## What you have to do
In the listing below, find every line that contains the word "could" and copy each such line in full.
**********
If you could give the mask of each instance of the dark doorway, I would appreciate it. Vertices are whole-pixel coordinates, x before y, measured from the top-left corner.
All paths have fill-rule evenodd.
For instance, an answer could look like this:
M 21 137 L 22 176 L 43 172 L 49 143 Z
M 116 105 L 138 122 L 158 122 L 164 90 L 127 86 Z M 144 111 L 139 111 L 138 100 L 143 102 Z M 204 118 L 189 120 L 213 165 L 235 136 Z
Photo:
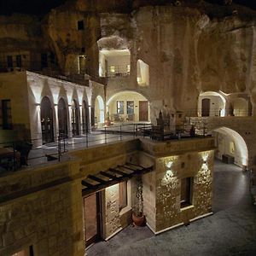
**********
## Solution
If you could give the mask of each instance of the dark doorway, I would appreciate it. Vertices are whole-pixel coordinates, x before y, measured from the top-left corner.
For instance, an answer could look like this:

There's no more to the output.